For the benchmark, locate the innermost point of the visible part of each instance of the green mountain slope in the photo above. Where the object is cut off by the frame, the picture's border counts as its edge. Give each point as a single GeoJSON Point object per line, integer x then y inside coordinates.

---

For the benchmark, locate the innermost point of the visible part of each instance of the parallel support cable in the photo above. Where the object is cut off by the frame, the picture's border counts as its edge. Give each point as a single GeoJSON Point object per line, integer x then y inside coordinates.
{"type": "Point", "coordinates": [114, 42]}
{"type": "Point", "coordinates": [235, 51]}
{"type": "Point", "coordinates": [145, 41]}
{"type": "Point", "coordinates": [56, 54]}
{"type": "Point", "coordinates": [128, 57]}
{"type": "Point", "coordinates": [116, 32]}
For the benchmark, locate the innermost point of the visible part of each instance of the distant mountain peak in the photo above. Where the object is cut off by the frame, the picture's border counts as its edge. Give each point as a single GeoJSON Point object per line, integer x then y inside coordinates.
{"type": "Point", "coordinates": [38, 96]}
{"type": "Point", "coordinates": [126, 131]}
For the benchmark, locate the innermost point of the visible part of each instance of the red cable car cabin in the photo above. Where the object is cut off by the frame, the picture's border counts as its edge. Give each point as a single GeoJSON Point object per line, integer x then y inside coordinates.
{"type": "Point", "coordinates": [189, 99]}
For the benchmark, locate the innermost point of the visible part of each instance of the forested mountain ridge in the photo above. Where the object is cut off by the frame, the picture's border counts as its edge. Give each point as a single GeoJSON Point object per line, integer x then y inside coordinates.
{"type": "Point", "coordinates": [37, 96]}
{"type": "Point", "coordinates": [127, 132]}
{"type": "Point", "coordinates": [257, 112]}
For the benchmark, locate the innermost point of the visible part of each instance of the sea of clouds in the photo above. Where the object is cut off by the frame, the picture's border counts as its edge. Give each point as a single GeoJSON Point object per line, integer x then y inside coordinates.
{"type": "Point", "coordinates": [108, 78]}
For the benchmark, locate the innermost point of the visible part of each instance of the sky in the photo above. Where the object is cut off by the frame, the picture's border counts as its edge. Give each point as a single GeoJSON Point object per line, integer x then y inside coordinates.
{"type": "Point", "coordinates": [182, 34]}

* * *

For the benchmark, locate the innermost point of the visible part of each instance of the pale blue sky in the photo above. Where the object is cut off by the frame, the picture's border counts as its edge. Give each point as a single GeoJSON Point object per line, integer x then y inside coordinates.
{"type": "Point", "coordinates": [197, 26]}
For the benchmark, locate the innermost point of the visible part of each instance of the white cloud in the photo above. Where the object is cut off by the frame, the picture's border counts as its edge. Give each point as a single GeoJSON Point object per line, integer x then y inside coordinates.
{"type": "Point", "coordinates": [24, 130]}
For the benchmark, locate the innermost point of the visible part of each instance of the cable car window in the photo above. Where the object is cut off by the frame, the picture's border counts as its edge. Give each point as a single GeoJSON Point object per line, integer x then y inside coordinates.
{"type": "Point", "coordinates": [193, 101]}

> _Task statement_: From the listing above, extract every line that contains the word "parallel".

> _Solved problem_:
For the benchmark, locate the innermost point of the visible part of each instance of the parallel support cable in the photo above. Where the object is cut off by the frame, the picture's border counts as its edge. Give each point as a single GeoJSON Point object per line, integer x then y inside coordinates.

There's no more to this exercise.